SECURITIES AND EXCHANGE COMMISSION

Washington, D.C. 20549

 

 

Schedule TO

Tender Offer Statement under Section 14(d)(1) or 13(e)(1)

Of the Securities Exchange Act of 1934

 

 

Actua Corporation

(Name of Subject Company (Issuer) and Filing Person (Offeror))

 

 

Common Stock, par value $0.001 per share

(Title of Class of Securities)

005094107

(CUSIP Number of Class of Securities)

Suzanne L. Niemeyer, Esq.

Managing Director, General Counsel and Secretary

555 E. Lancaster Avenue, Suite 640

Radnor, Pennsylvania 19087

(610) 727-6900

(Name, Address and Telephone Number of Person Authorized to Receive Notices and

Communications on Behalf of the Filing Persons)

 

 

With a copy to:

Henry N. Nassau, Esq.

Stephen M. Leitzell, Esq.

Dechert LLP

2929 Arch Street

Philadelphia, Pennsylvania 19104

(215) 994-4000

 

 

CALCULATION OF FILING FEE

 

Transaction Valuation   Amount of Filing Fee*
Not applicable   Not applicable
 
* Pursuant to General Instruction D to Schedule TO, a filing fee is not required in connection with this filing as it relates solely to preliminary communications made before the commencement of a tender offer.

 

☐  Check the box if any part of the fee is offset as provided by Rule 0-11(a)(2) and identify the filing with which the offsetting fee was previously paid. Identify the previous filing by registration statement number, or the Form or Schedule and the date of its filing.

§ **Given material**:
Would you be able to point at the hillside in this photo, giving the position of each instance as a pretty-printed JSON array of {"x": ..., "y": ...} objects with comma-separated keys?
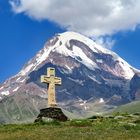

§ **Your tasks**:
[1] Reproduce, word for word, the part of the Actua Corporation Schedule TO cover page that opens with the words containing "(215) 994-4000" and closes with "a tender offer.".
[2] Carry on the Actua Corporation Schedule TO cover page from the point where it stops.

§ **In response**:
[1]
(215) 994-4000

 

 

CALCULATION OF FILING FEE

 

Transaction Valuation   Amount of Filing Fee*
Not applicable   Not applicable
 
* Pursuant to General Instruction D to Schedule TO, a filing fee is not required in connection with this filing as it relates solely to preliminary communications made before the commencement of a tender offer.

[2]
Amount Previously Paid: Not Applicable

     Filing Party: Not Applicable

Form or Registration No.: Not Applicable

     Date Filed: Not Applicable

 

☒  Check the box if the filing relates solely to preliminary communications made before the commencement of a tender offer.

Check the appropriate boxes below to designate any transactions to which the statement relates:

 

  ☐  third-party tender offer subject to Rule 14d-1.
  ☒  issuer tender offer subject to Rule 13e-4.
  ☐  going-private transaction subject to Rule 13e-3.
  ☐  amendment to Schedule 13D under Rule 13d-2.

Check the following box if the filing is a final amendment reporting the results of the tender offer: ☐

 

 

 


Important Additional Information will be Filed with the U.S. Securities and Exchange Commission (“SEC”)

This filing relates solely to preliminary communications made before the commencement of a planned tender offer by Actua Corporation (“Actua”) to purchase for cash shares of its common stock, par value $0.001 per share, having an aggregate purchase price of up to $80,000,000, at a purchase price not less than $12.00 per share nor greater than $14.00 per share, net to the seller in cash, less any applicable withholding taxes and without interest (such offer, the “Tender Offer”).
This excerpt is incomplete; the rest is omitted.